TASK PROMPT | Repeat the material exactly, leaving no line out.

------ WORKING DATA

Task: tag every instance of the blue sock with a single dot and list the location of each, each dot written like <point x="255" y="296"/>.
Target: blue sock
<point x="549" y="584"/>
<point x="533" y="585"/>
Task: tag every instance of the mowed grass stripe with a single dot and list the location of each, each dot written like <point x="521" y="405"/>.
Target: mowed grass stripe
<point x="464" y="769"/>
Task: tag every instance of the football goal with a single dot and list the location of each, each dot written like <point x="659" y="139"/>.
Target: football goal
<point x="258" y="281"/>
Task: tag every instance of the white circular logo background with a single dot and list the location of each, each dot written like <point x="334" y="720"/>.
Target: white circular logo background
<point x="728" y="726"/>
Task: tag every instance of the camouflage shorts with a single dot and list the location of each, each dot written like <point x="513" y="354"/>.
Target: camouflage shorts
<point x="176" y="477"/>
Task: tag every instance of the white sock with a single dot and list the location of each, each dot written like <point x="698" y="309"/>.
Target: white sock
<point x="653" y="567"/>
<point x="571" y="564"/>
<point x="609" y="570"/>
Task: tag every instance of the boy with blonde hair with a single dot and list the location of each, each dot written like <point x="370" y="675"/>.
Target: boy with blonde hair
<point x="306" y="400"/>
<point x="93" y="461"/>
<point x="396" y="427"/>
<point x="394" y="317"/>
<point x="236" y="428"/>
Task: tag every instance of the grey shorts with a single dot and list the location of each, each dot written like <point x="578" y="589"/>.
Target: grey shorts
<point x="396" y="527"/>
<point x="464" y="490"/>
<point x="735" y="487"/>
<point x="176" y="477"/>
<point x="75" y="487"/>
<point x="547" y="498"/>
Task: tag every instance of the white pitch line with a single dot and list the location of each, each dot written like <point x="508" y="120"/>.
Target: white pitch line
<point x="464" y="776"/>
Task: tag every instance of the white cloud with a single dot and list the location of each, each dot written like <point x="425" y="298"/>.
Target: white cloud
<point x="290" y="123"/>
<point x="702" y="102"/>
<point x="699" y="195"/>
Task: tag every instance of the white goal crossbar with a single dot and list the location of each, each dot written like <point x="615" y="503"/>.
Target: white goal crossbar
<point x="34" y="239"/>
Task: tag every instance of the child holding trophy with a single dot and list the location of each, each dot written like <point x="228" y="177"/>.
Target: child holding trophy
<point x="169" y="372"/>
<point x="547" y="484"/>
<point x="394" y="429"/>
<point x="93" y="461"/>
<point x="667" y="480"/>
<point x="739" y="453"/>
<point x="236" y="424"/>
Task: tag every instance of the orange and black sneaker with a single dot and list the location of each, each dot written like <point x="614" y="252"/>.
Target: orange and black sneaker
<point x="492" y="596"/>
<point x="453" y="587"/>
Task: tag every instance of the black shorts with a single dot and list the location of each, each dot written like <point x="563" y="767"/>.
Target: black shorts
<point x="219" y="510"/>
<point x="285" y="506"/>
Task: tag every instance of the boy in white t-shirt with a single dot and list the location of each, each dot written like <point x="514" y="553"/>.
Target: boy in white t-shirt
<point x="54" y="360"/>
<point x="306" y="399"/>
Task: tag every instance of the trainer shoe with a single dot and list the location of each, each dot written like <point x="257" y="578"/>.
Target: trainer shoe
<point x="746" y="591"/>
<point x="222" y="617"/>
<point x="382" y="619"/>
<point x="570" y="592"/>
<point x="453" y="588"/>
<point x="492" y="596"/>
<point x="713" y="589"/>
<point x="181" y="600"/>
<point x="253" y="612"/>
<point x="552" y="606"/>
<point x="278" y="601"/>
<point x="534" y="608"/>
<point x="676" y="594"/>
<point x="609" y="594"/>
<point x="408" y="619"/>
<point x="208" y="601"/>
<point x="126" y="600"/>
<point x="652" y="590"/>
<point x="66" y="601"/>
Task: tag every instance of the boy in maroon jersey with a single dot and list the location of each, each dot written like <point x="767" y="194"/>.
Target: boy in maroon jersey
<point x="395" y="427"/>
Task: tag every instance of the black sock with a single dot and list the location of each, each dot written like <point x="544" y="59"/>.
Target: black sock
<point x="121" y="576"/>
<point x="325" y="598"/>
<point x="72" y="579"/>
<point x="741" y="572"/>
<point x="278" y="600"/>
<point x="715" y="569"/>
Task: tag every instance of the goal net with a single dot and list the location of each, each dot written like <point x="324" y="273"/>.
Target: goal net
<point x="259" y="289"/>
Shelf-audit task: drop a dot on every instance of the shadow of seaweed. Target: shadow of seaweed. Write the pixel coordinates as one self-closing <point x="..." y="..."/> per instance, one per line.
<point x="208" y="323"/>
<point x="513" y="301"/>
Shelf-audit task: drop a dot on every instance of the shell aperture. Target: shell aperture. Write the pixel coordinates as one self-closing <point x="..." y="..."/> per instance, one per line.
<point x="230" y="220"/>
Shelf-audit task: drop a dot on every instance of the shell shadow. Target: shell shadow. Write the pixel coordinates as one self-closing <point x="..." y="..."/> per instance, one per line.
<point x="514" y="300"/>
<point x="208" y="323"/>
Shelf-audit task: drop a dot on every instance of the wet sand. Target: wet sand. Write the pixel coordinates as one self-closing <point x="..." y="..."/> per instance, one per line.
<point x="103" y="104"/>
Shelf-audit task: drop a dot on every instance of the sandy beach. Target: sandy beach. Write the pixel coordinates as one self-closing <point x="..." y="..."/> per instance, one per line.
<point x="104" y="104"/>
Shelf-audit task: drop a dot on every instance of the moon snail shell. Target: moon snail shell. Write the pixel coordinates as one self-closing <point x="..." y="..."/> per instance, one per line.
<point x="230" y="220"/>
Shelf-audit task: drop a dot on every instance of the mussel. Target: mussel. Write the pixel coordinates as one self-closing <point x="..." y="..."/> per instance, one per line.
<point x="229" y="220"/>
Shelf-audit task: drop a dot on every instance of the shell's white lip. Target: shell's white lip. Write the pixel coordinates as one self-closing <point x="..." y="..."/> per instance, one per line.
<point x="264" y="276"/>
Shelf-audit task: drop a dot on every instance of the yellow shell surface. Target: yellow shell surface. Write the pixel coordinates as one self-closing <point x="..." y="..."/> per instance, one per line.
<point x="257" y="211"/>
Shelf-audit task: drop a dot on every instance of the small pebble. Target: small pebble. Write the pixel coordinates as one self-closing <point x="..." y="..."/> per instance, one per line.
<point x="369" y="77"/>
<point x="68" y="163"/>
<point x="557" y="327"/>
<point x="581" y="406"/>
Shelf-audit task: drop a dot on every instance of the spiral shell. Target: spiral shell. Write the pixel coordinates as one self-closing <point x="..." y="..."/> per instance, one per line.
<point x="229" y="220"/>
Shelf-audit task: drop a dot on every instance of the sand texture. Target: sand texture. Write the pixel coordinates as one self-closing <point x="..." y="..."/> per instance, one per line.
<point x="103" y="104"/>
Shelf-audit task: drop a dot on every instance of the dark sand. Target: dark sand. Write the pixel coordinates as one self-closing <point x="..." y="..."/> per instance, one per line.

------------

ANSWER TO THE EXERCISE |
Task: tag every instance of the blue sock with a single dot and list the location of each, each dot written like <point x="255" y="296"/>.
Target: blue sock
<point x="549" y="584"/>
<point x="533" y="585"/>
Task: tag every instance of the mowed grass stripe with a single dot and list the location of each, each dot written like <point x="521" y="405"/>.
Target: mowed grass stripe
<point x="464" y="769"/>
Task: tag every instance of the football goal with a single dot and list the location of each, each dot written like <point x="659" y="139"/>.
Target: football goal
<point x="258" y="281"/>
Task: tag every instance of the white circular logo background with a single dot and list the location of each, each dot written like <point x="334" y="720"/>.
Target: white circular logo background
<point x="728" y="726"/>
Task: tag every instance of the camouflage shorts with a single dot and list the location of each, each dot written like <point x="513" y="354"/>.
Target: camouflage shorts
<point x="176" y="477"/>
Task: tag every instance of the white sock with a single dot and list the location of each, each dot written like <point x="698" y="309"/>.
Target: white sock
<point x="653" y="567"/>
<point x="571" y="564"/>
<point x="609" y="570"/>
Task: tag every instance of the boy with blonde hair with a single dot and list the location of each, each dot written like <point x="370" y="675"/>.
Target: boy with blonde hair
<point x="306" y="400"/>
<point x="93" y="461"/>
<point x="396" y="427"/>
<point x="394" y="317"/>
<point x="236" y="428"/>
Task: tag every instance of the grey shorts with a single dot and list the location of each, each dot written like <point x="578" y="589"/>.
Target: grey shorts
<point x="396" y="527"/>
<point x="464" y="490"/>
<point x="735" y="487"/>
<point x="176" y="477"/>
<point x="75" y="487"/>
<point x="547" y="498"/>
Task: tag every instance of the white pitch line with a single dot and list the location of each, each dot written like <point x="508" y="120"/>.
Target: white pitch line
<point x="464" y="776"/>
Task: tag every instance of the white cloud with a single dot and list the location of each, each dot written like <point x="425" y="298"/>.
Target: white cloud
<point x="290" y="123"/>
<point x="702" y="102"/>
<point x="699" y="195"/>
Task: tag every instance of the white goal crossbar with a single dot and list the location of each, each dot written like <point x="615" y="503"/>.
Target: white goal crossbar
<point x="34" y="239"/>
Task: tag every instance of the child holding trophy with a single dot and list the location of each, each dot written like <point x="228" y="177"/>.
Target: child holding trophy
<point x="169" y="372"/>
<point x="547" y="484"/>
<point x="394" y="429"/>
<point x="93" y="461"/>
<point x="667" y="480"/>
<point x="739" y="453"/>
<point x="236" y="424"/>
Task: tag every instance of the orange and black sneaker with a single dot and list the location of each, each dot written like <point x="614" y="252"/>.
Target: orange and black sneaker
<point x="492" y="596"/>
<point x="453" y="587"/>
Task: tag every instance of the black shorts with a single dot and list the location of each, each dot written like <point x="563" y="767"/>.
Target: black shorts
<point x="219" y="510"/>
<point x="285" y="506"/>
Task: tag every instance of the boy in white t-shirt with a single dot and list the location of each, each dot written like <point x="514" y="553"/>.
Target: boy in white t-shirt
<point x="54" y="360"/>
<point x="306" y="399"/>
Task: tag every instance of the trainer shoe with a single dot and list the location of each, each dot written like <point x="257" y="578"/>.
Target: trainer shoe
<point x="746" y="591"/>
<point x="222" y="617"/>
<point x="382" y="619"/>
<point x="570" y="592"/>
<point x="453" y="588"/>
<point x="492" y="596"/>
<point x="713" y="589"/>
<point x="181" y="600"/>
<point x="253" y="612"/>
<point x="552" y="606"/>
<point x="278" y="601"/>
<point x="534" y="608"/>
<point x="676" y="594"/>
<point x="609" y="594"/>
<point x="408" y="619"/>
<point x="208" y="601"/>
<point x="126" y="600"/>
<point x="652" y="590"/>
<point x="66" y="601"/>
Task: tag every instance of the boy in maroon jersey with a single dot and list the location of each, each dot written like <point x="767" y="194"/>.
Target: boy in maroon jersey
<point x="395" y="427"/>
Task: tag every instance of the black sock with a single dot and list the location of each, each dot written like <point x="544" y="59"/>.
Target: black sock
<point x="121" y="576"/>
<point x="325" y="598"/>
<point x="72" y="579"/>
<point x="741" y="572"/>
<point x="278" y="600"/>
<point x="715" y="569"/>
Task: tag every instance of the goal net with a single dot and list the location of each, each dot written like <point x="324" y="273"/>.
Target: goal net
<point x="259" y="289"/>
Shelf-audit task: drop a dot on every instance of the shadow of seaweed. Target: shadow of seaweed. Write the pixel coordinates as one self-closing <point x="..." y="..."/> per instance, one per line.
<point x="208" y="323"/>
<point x="513" y="301"/>
Shelf-audit task: drop a dot on every instance of the shell aperture. Target: shell aperture. Write the pixel coordinates as one self-closing <point x="..." y="..."/> per instance, one per line.
<point x="230" y="220"/>
Shelf-audit task: drop a dot on every instance of the shell shadow. Target: shell shadow. Write the pixel coordinates as one self-closing <point x="..." y="..."/> per instance, one per line.
<point x="514" y="300"/>
<point x="208" y="323"/>
Shelf-audit task: drop a dot on every instance of the wet sand. Target: wet sand. Write the pixel coordinates as one self-closing <point x="..." y="..."/> per instance, one per line.
<point x="103" y="104"/>
Shelf-audit task: drop a dot on every instance of the sandy beach. Target: sandy beach. Write the pixel coordinates as one self-closing <point x="..." y="..."/> per instance, one per line.
<point x="104" y="104"/>
Shelf-audit task: drop a dot on every instance of the moon snail shell. Target: moon snail shell. Write the pixel coordinates as one self-closing <point x="..." y="..."/> per instance, one per line.
<point x="230" y="220"/>
Shelf-audit task: drop a dot on every instance of the mussel. Target: mussel. Write the pixel coordinates as one self-closing <point x="..." y="..."/> per instance, one per line.
<point x="229" y="220"/>
Shelf-audit task: drop a dot on every instance of the shell's white lip. Target: shell's white lip. Write the pixel coordinates as one self-closing <point x="..." y="..."/> per instance, one per line.
<point x="264" y="276"/>
Shelf-audit task: drop a dot on every instance of the yellow shell surface. Target: yellow shell surface. Write the pixel coordinates as one self-closing <point x="..." y="..."/> per instance, one per line.
<point x="257" y="211"/>
Shelf-audit task: drop a dot on every instance of the small pebble. Target: small pebble. Write the pixel coordinates as one self-closing <point x="..." y="..."/> per instance, one per line.
<point x="369" y="77"/>
<point x="68" y="163"/>
<point x="557" y="327"/>
<point x="581" y="406"/>
Shelf-audit task: drop a dot on every instance of the spiral shell. Target: spiral shell. Write the pixel coordinates as one self-closing <point x="..." y="..."/> per instance, one per line.
<point x="229" y="220"/>
Shelf-audit task: drop a dot on every instance of the sand texture. Target: sand texture. Write the pixel coordinates as one self-closing <point x="..." y="..."/> per instance, one per line.
<point x="103" y="104"/>
Shelf-audit task: drop a dot on every instance of the dark sand. Target: dark sand. Write the pixel coordinates as one self-closing <point x="..." y="..."/> per instance, one per line.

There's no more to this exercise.